__GOAL OF THE EXERCISE__
Take the lines below beginning at the line that has "Mark one point on every instance of the white" and stopping after the line that has "Mark one point on every instance of the puffy", and print them exactly as they are, with no other lines.

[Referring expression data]
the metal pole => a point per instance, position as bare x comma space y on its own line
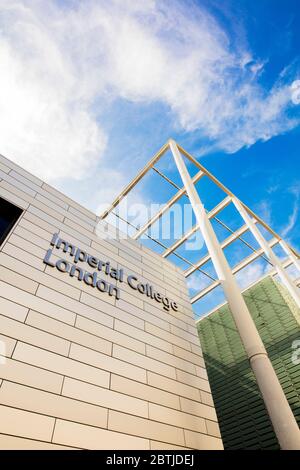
293, 290
281, 416
290, 254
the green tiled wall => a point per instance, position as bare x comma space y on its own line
243, 419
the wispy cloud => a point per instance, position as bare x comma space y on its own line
62, 64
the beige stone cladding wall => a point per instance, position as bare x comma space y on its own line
82, 369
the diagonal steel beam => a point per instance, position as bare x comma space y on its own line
235, 270
234, 236
133, 183
166, 207
224, 203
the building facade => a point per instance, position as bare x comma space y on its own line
243, 418
98, 344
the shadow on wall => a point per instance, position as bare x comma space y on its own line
243, 419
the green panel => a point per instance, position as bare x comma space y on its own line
243, 419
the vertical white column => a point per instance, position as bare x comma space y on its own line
293, 290
290, 254
281, 416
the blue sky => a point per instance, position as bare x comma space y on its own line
89, 90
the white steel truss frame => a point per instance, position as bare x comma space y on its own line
281, 416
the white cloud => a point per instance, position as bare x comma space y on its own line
295, 91
62, 63
252, 273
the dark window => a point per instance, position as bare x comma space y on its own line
9, 214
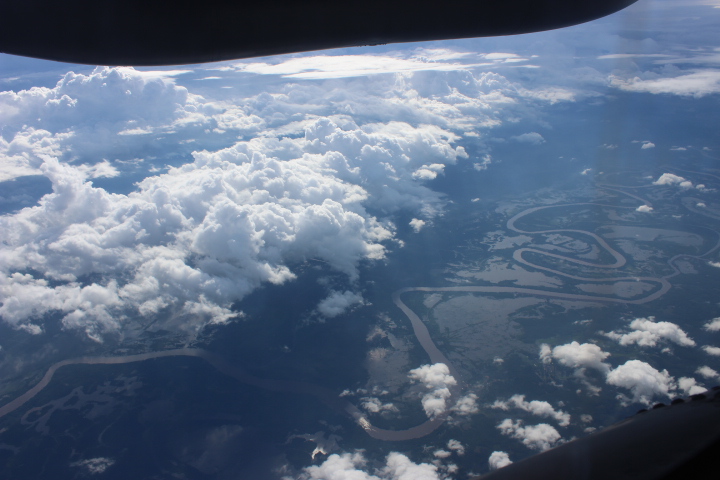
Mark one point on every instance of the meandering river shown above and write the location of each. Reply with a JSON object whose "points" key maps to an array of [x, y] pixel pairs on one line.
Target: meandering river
{"points": [[331, 398]]}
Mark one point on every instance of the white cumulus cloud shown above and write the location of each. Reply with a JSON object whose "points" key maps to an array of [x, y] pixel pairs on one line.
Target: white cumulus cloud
{"points": [[417, 224], [643, 381], [499, 460], [713, 325], [576, 355], [536, 407], [351, 466], [339, 302], [437, 380], [536, 437], [710, 350], [648, 333], [689, 386], [707, 372]]}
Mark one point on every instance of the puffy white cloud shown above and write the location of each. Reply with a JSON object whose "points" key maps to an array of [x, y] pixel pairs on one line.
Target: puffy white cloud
{"points": [[400, 467], [483, 164], [338, 302], [456, 446], [466, 405], [417, 224], [536, 437], [532, 138], [94, 466], [499, 460], [695, 83], [374, 405], [195, 240], [576, 355], [689, 386], [643, 381], [648, 333], [437, 379], [338, 467], [707, 372], [350, 466], [710, 350], [81, 117], [713, 325], [536, 407], [672, 179]]}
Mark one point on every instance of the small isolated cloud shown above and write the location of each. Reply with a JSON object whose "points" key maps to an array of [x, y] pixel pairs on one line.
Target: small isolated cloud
{"points": [[374, 405], [576, 355], [707, 372], [417, 224], [672, 179], [714, 324], [456, 446], [533, 138], [338, 302], [499, 460], [536, 407], [94, 466], [536, 437], [466, 405], [643, 381], [428, 172], [689, 386], [697, 84], [710, 350], [648, 333], [437, 379], [350, 466], [483, 164], [441, 453]]}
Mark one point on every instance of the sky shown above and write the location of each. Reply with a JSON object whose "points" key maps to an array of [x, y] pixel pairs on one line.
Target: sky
{"points": [[165, 196]]}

__RESPONSE TO THIS EXERCISE__
Mark one point on every instance of the white cumulus cloud shown above and write the location of each. Reply with a JSON object whose "points" key maps to an array of [x, y] pixel pairs on one line.
Target: white cumulus cloud
{"points": [[417, 224], [643, 381], [499, 460], [713, 325], [576, 355], [536, 407], [351, 466], [339, 302], [437, 380], [536, 437], [710, 350], [648, 333], [689, 386], [707, 372]]}
Mark one point on every instance of the puffy white cloud shown above and write the location of each. Reply with a JSON object whose "points" key maps to an array of [x, y] pixel pairs on one line.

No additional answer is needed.